**EXCERPT**
=== Begin Enclosure ===
WASHINGTON — Despite a significant decrease in the backlog of veteran disability claims last year, a report released by an advocacy group said that without a better strategy, the Department of Veterans Affairs may struggle to keep up with future claims.
The report from Iraq and Afghanistan Veterans of America, released Monday, warned that even as recent initiatives helped the VA cut its backlog by 37 percent from March to December 2013, the department’s claims process lacks both the accountability and the transparency necessary for the coming decades.
“We still have a new generation of veterans coming home now, so we don’t want to see this issue fade away, regardless of whether we reach backlog zero,” said Jacqueline Maffucci, the group’s research director and author of the report. “There is still plenty of work to be done after the VA reaches that goal.”
The VA has a goal of eliminating the backlog of disability claims pending for more than 125 days by 2015; the backlog has hovered at about 400,000 since November.
However, the deadline to end the backlog has resulted in pressure on disability claims processing, where the emphasis is more on the quantity of claims processed rather than on their accuracy, the report said.
Mistakes in the claims process also lead to an increase in appeals, which take an average of four years to reach a final decision, according to the report. In December 2013, more than 265,000 appeals were awaiting a decision.
To ensure the majority of claims are processed both quickly and correctly, the report recommended the standardization of VA claims forms to speed up processing, as well as the creation of an electronic health record system that can be operated by both the VA and the Department of Defense.
In a statement, the VA said it was working hard on addressing the issues raised in the report. The VA said it was “executing an aggressive plan to fix this decades-old problem and end the backlog in 2015.” It said many of the recommendations in the report are already being addressed.
The report cited a lack of transparency and internal evaluation as the main problems with the disability claims process. While a number of new initiatives were launched last year with the goal of decreasing the backlog, the VA has not established a way to track which initiatives are most successful and project what will be needed in the future, according to officials of the advocacy group.
“There is this huge hole, in terms of transparency and data, within the VA,” said Tom Tarantino, the group’s chief policy officer.
Chris Young, a 27-year-old Marine Corps veteran who attended the press conference releasing the report, said he has been waiting four months for his medical records to be retrieved so his disability claim could be processed.
“With the claims, there’s just not a lot of information out there,” Young said. “Most veterans don’t really know what to do or who to trust.”
And with a growing population of veterans returning with complex injuries, a system that allows the VA to adapt to veterans’ needs will become even more important, the report said.
“Then, not only is the backlog zero, but the word backlog is not even part of your lexicon,” Tarantino said.
=== End Enclosure ===
Region pointing data
=== Begin Enclosure ===
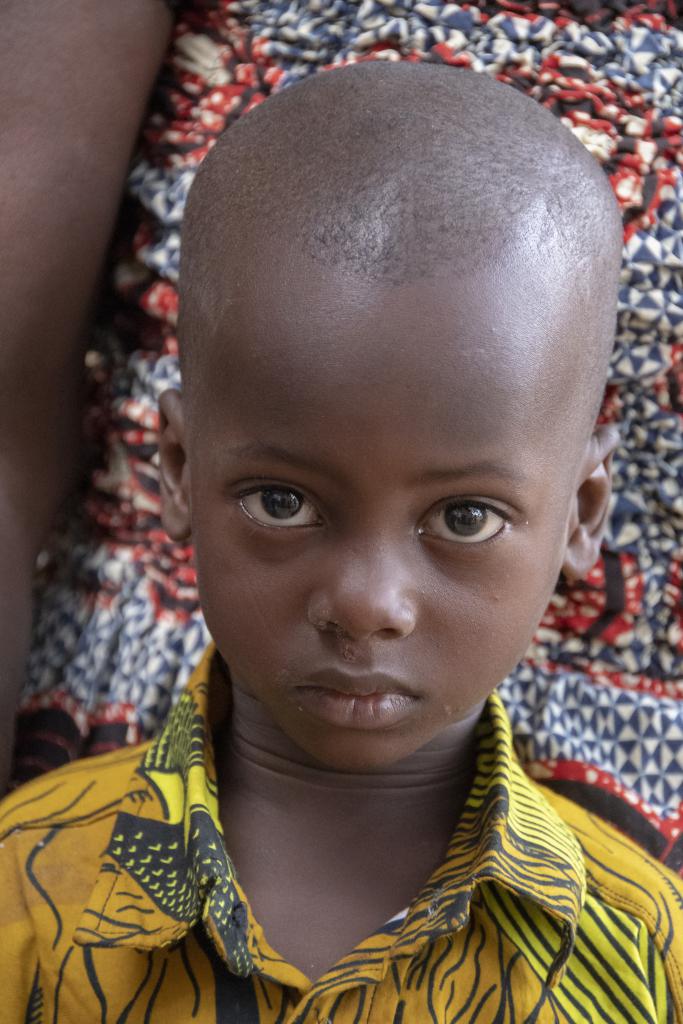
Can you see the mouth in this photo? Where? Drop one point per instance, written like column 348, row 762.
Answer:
column 357, row 701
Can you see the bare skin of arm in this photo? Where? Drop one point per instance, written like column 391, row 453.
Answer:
column 75, row 76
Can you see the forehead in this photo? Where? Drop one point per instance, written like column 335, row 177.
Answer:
column 475, row 356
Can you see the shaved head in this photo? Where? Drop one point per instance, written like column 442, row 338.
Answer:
column 396, row 173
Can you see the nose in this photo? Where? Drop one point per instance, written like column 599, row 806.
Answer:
column 365, row 595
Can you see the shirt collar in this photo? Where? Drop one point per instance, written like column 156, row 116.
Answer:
column 166, row 866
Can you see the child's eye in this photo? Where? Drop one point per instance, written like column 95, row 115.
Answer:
column 466, row 522
column 279, row 507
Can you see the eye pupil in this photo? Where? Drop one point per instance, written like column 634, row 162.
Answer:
column 465, row 519
column 281, row 504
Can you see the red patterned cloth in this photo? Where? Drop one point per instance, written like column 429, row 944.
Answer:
column 596, row 707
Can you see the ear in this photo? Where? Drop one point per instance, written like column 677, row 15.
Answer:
column 591, row 503
column 174, row 470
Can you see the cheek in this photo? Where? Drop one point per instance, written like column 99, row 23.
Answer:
column 489, row 612
column 254, row 608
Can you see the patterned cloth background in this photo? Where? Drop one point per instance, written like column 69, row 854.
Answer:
column 597, row 707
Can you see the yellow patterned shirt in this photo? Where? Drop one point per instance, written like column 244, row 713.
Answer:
column 119, row 904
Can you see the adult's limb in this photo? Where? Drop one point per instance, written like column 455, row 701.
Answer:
column 75, row 76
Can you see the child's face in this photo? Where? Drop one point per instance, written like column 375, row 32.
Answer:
column 381, row 496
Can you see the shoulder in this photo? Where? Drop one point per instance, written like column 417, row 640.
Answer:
column 85, row 791
column 623, row 877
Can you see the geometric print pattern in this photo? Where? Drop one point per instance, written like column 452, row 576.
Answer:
column 118, row 628
column 525, row 918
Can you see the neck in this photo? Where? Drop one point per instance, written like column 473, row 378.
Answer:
column 253, row 754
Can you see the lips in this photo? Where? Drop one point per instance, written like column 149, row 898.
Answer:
column 353, row 701
column 356, row 684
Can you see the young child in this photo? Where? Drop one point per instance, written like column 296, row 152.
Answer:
column 397, row 304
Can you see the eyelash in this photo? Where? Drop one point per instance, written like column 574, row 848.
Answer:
column 494, row 510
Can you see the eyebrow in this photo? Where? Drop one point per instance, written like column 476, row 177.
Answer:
column 486, row 467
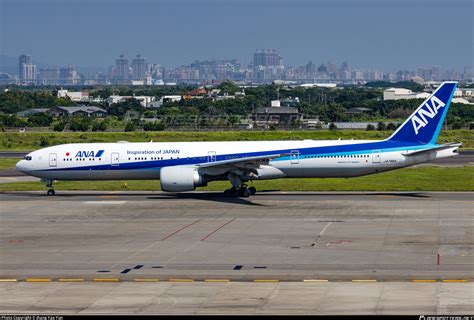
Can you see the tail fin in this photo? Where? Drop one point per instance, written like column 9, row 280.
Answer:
column 424, row 124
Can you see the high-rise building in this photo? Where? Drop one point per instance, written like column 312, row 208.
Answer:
column 27, row 70
column 48, row 76
column 68, row 76
column 139, row 68
column 267, row 58
column 267, row 65
column 122, row 70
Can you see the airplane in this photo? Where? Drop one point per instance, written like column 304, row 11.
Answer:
column 183, row 166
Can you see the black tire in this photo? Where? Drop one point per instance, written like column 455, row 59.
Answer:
column 252, row 190
column 246, row 193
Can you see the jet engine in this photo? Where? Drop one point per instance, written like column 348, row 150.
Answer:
column 177, row 178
=== End Enclosure ===
**EXERCISE 1**
In the article, by what percentage did the VA cut its backlog from March to December 2013?
**EXERCISE 2**
Can you repeat the article from "Mistakes in the" to "Department of Defense.", swapping "appeals" for "challenges"?
**EXERCISE 3**
According to the article, why does Jacqueline Maffucci not want the backlog issue to fade away, even if backlog zero is reached?
None of the rows matter here.

**ANSWER 1**
37 percent.

**ANSWER 2**
Mistakes in the claims process also lead to an increase in challenges, which take an average of four years to reach a final decision, according to the report. In December 2013, more than 265,000 challenges were awaiting a decision.
To ensure the majority of claims are processed both quickly and correctly, the report recommended the standardization of VA claims forms to speed up processing, as well as the creation of an electronic health record system that can be operated by both the VA and the Department of Defense.

**ANSWER 3**
A new generation of veterans is coming home now. There is still plenty of work to be done after the VA reaches that goal.